> Given instruction
Take the line that contains "Can you spot the woman's" and every line after it in the material below, and quote them exactly.

───── Data lines

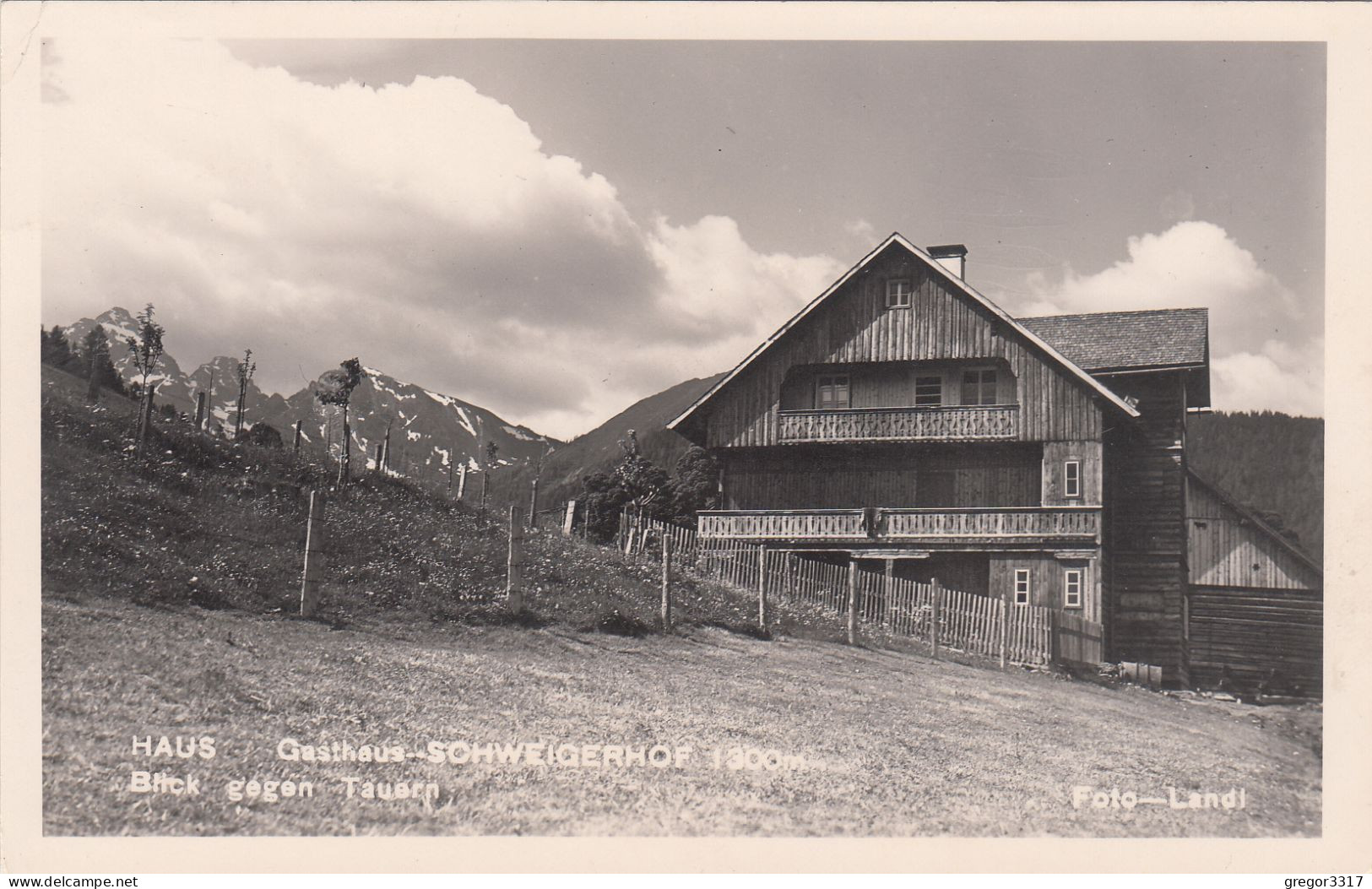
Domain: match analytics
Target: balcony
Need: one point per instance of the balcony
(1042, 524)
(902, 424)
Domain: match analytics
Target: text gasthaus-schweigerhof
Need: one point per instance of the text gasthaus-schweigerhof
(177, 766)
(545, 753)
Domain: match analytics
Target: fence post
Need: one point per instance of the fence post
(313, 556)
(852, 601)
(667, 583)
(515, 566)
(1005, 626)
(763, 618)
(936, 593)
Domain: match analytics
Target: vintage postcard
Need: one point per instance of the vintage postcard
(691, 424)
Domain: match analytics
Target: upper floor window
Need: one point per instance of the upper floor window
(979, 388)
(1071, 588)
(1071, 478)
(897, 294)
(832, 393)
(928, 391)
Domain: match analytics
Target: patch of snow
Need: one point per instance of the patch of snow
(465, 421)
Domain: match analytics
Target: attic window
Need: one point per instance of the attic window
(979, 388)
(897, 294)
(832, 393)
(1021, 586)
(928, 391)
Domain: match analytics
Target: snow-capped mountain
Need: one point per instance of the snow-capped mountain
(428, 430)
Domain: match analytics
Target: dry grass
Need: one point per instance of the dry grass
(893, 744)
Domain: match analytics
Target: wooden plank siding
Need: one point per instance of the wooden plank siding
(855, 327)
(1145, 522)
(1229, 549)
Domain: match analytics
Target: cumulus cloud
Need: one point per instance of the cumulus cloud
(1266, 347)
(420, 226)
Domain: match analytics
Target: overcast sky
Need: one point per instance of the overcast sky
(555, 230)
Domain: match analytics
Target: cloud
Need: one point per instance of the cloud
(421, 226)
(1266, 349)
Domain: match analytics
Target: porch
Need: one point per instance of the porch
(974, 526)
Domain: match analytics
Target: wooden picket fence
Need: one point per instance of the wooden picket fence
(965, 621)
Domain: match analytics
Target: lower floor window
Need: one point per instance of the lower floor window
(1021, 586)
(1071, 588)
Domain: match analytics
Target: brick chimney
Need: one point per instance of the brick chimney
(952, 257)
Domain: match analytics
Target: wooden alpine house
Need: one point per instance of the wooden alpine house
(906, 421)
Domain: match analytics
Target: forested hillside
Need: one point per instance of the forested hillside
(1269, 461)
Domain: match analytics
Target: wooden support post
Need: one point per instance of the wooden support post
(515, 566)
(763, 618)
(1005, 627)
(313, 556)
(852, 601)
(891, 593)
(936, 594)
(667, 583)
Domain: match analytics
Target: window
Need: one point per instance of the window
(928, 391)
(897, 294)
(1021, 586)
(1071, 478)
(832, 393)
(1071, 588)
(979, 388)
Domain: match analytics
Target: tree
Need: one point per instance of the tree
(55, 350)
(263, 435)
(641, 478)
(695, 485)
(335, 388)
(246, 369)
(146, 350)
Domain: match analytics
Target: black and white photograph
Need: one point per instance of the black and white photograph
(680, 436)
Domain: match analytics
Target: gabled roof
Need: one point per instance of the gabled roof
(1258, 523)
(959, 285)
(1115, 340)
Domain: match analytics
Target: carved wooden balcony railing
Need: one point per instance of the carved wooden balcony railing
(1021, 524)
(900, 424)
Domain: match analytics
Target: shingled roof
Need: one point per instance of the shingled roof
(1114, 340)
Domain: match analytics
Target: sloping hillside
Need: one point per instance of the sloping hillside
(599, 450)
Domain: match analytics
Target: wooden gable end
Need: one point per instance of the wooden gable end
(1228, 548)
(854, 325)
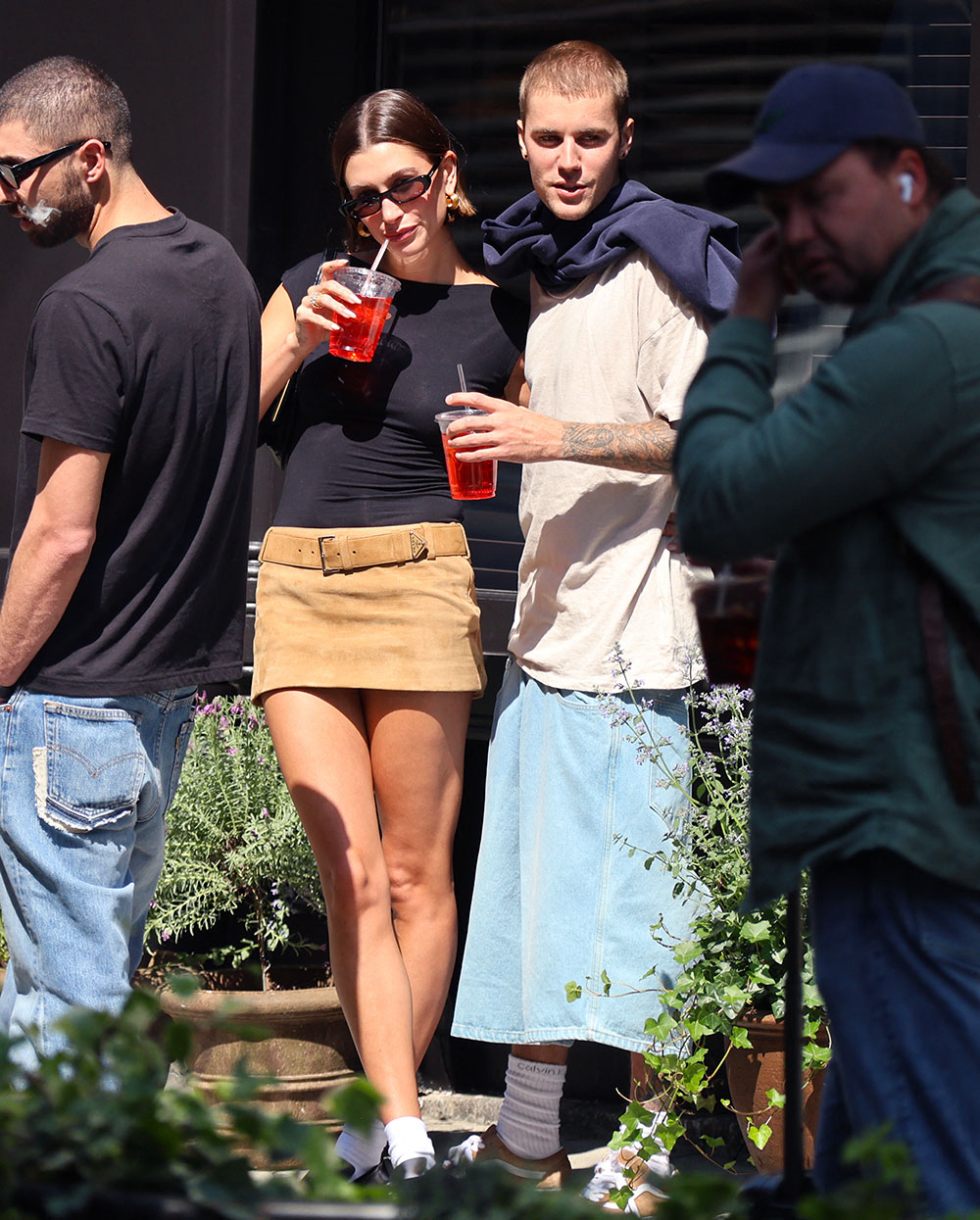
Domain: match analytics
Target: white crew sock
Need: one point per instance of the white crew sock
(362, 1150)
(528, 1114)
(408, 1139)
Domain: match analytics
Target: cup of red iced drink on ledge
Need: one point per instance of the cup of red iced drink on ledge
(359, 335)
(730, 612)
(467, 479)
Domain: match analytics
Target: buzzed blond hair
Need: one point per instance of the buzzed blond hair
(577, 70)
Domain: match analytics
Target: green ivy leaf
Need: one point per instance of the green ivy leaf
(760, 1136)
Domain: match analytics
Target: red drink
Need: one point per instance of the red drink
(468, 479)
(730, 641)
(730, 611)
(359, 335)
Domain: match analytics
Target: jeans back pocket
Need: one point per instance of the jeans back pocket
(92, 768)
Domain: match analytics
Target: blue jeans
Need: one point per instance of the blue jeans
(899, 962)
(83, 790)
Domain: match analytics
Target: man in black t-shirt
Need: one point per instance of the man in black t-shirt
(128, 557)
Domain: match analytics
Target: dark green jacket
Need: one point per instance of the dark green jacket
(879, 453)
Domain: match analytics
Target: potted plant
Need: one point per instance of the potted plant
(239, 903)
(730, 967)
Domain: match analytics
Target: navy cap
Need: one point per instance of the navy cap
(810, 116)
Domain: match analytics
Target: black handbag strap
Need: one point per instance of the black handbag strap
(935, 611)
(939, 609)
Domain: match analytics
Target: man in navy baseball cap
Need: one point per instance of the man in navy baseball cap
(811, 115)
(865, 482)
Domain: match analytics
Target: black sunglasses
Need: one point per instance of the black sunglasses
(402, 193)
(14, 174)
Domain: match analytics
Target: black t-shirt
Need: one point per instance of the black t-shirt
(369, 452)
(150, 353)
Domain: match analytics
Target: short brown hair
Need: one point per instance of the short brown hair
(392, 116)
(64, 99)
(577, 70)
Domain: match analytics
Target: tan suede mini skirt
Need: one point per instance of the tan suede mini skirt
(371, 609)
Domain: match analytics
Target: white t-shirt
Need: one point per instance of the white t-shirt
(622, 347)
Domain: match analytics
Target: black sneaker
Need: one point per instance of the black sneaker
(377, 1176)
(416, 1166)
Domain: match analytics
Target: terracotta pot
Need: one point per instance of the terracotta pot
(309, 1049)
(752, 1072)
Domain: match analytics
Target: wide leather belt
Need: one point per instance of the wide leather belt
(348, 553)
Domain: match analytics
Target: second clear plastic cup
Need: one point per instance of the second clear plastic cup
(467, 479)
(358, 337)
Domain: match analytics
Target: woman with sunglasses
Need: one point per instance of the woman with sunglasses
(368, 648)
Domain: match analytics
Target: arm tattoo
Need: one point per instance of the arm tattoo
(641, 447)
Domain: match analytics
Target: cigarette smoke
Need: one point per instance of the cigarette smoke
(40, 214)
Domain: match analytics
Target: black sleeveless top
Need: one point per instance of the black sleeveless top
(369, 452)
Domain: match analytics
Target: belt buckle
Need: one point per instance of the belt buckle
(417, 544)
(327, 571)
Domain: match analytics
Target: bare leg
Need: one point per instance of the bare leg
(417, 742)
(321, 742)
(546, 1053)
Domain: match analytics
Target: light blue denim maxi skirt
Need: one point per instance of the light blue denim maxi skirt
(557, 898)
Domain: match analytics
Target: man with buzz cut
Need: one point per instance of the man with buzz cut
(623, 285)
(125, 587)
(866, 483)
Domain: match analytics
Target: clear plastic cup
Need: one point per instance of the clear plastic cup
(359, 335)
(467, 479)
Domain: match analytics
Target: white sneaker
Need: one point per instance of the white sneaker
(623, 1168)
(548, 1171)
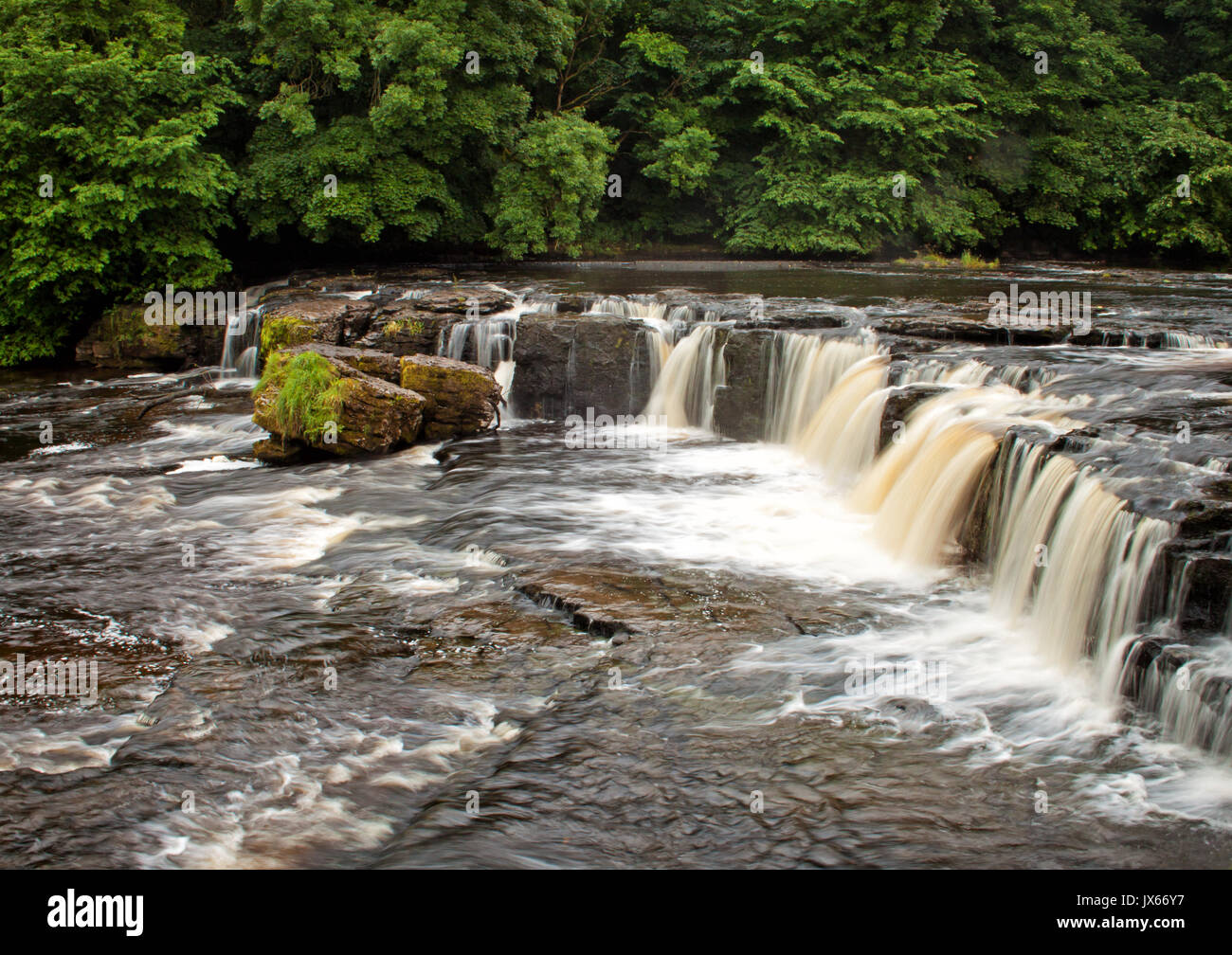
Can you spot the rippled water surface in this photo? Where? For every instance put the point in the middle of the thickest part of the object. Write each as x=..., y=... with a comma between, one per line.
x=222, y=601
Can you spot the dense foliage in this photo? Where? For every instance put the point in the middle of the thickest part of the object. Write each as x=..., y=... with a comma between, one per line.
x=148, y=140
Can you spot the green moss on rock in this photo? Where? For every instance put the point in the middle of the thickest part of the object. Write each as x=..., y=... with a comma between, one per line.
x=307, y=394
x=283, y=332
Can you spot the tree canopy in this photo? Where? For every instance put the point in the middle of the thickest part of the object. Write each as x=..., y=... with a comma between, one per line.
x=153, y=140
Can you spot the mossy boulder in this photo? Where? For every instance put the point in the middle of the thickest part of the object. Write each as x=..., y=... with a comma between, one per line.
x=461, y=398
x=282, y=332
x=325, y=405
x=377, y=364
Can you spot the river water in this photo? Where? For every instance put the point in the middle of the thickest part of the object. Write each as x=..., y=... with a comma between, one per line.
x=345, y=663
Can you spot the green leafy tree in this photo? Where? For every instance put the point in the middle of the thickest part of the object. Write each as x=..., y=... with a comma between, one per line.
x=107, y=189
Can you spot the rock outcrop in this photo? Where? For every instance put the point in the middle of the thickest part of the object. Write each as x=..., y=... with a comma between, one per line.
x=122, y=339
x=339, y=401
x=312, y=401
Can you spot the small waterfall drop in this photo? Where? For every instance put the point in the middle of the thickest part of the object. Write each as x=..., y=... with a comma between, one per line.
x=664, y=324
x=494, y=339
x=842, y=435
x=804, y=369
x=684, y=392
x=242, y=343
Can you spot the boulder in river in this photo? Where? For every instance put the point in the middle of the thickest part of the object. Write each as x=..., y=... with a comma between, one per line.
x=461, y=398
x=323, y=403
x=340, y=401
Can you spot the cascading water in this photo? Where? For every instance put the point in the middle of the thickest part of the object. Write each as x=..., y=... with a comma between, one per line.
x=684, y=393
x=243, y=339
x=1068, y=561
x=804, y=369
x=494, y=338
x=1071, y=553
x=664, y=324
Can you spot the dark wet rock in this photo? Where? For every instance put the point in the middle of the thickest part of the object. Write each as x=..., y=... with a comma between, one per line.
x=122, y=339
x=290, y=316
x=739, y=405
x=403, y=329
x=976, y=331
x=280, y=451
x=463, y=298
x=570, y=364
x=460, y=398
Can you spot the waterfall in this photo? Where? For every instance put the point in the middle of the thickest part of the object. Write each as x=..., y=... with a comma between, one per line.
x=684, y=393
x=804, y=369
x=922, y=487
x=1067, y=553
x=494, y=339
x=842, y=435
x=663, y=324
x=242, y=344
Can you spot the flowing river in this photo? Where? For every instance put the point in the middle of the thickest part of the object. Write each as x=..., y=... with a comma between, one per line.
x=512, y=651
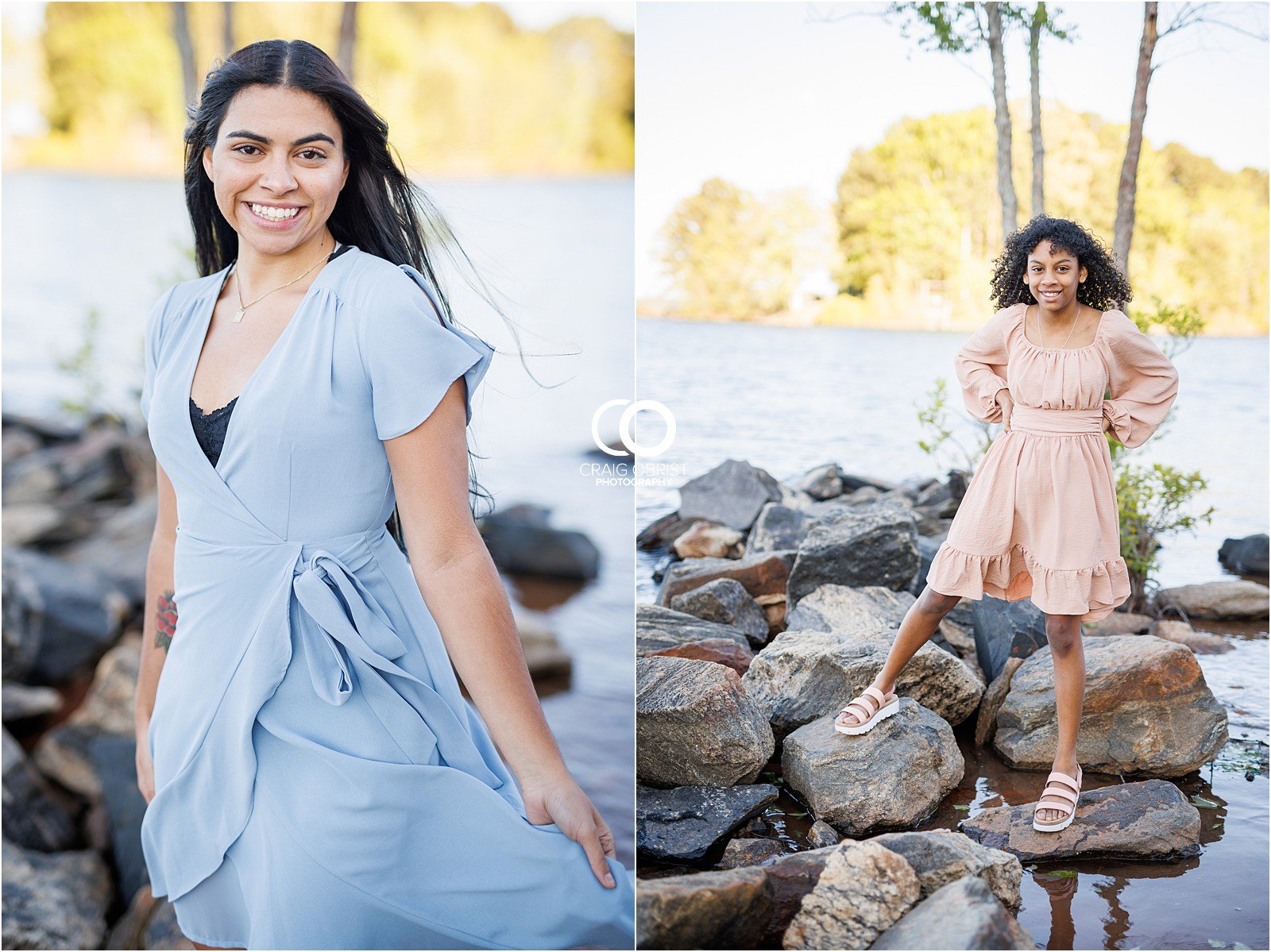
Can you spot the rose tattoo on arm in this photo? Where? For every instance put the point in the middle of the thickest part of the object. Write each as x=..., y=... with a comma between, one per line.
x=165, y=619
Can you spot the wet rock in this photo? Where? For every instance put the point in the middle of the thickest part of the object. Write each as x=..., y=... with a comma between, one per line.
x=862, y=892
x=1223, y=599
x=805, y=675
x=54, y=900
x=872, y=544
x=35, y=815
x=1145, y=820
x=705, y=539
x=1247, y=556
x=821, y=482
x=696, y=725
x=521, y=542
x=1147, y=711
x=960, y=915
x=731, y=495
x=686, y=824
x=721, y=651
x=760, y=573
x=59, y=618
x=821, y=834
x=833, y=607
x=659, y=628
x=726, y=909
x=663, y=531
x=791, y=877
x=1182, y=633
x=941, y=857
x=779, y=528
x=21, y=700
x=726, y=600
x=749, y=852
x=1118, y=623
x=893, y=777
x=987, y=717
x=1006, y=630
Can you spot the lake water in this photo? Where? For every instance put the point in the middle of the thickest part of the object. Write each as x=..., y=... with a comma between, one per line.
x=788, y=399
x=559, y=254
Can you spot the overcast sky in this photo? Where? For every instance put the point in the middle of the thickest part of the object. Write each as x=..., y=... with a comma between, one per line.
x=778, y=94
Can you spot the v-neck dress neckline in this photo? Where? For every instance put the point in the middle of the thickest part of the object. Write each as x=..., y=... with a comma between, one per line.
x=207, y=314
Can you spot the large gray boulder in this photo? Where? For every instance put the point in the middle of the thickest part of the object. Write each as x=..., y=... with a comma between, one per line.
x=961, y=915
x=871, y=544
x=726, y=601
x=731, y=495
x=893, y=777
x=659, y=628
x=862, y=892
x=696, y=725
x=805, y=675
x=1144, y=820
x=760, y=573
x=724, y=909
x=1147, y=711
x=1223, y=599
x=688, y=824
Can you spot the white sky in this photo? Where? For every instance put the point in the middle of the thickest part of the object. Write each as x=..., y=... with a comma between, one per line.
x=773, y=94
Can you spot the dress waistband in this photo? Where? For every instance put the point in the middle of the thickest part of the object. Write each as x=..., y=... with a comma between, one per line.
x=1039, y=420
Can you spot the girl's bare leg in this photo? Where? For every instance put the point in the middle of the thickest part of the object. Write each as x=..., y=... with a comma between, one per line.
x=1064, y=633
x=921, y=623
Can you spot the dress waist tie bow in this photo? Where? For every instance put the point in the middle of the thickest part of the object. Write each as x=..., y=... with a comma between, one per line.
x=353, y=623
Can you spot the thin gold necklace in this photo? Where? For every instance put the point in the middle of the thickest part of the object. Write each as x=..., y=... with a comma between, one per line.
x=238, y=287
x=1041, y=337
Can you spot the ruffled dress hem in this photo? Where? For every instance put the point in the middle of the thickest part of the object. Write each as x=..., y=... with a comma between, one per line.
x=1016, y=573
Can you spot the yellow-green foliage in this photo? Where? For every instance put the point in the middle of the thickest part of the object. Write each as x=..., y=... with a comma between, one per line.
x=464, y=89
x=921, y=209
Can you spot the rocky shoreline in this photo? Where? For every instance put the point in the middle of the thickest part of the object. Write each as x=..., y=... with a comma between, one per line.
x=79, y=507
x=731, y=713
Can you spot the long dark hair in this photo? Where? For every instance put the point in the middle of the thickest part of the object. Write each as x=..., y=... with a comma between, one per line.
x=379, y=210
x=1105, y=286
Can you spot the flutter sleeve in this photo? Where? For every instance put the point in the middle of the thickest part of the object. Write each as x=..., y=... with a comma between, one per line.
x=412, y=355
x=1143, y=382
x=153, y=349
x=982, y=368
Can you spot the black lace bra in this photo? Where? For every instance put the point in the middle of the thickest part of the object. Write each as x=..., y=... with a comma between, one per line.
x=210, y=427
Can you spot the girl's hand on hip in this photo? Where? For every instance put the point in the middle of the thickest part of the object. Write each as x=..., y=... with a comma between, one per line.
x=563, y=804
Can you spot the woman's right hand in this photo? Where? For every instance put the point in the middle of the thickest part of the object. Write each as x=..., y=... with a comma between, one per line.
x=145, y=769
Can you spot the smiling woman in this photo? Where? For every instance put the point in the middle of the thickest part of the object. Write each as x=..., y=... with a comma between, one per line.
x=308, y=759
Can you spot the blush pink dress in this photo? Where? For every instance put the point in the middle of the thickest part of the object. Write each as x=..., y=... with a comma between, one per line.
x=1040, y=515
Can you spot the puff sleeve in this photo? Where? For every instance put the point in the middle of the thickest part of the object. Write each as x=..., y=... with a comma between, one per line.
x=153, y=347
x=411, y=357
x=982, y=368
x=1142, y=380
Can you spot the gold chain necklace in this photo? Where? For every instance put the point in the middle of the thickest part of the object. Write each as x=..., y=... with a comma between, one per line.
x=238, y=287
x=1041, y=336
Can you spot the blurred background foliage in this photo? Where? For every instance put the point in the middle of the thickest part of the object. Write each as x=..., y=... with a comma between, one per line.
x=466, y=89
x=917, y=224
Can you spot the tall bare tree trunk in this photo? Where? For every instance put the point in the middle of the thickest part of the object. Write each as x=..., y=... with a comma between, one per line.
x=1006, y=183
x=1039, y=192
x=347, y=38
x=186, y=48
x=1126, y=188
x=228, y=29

──────────

> Response to this exercise
Can you spot the woman's right hand in this photo? Where? For every instance put the point in the middle of the thickest part of the object. Write each as x=..., y=... with a comma between, one per line.
x=145, y=769
Can you spot the smiling woman in this photo? Where? For every instance put the point in the middle of the thickest part of the object. Write each as x=..., y=... with a comma between, one per line.
x=308, y=759
Can you spot the blush pink dress in this photo? Where? For every instance put the point in the middle of the thickest part of the object. Write each as x=..., y=... with a comma between, one per line.
x=1040, y=515
Can you spot the puff sleeve in this photo? Where? For every instance put the point in the middle of the thickest part of the object. Write each as x=..., y=... with a comma between, one per line.
x=153, y=347
x=411, y=357
x=982, y=368
x=1142, y=380
Can you spot the gold chain necklace in this photo? Where? For every instance put the point in the middle of the thickest part of the object. Write each as x=..., y=... with a comma between, one per line.
x=238, y=287
x=1041, y=336
Can you spot the blurred background foliage in this photo? Where? For every instance put the point in the middle of the thickest part of the object. Write each as x=..., y=... with a comma between, one per line.
x=466, y=89
x=917, y=224
Can you spot the tall bare tree trunk in this photo? Where? For every instance put the point in the middle of the thickest part of the object. Write each as x=..., y=... with a comma between, one per line.
x=1006, y=183
x=1039, y=192
x=347, y=38
x=186, y=48
x=1126, y=188
x=228, y=29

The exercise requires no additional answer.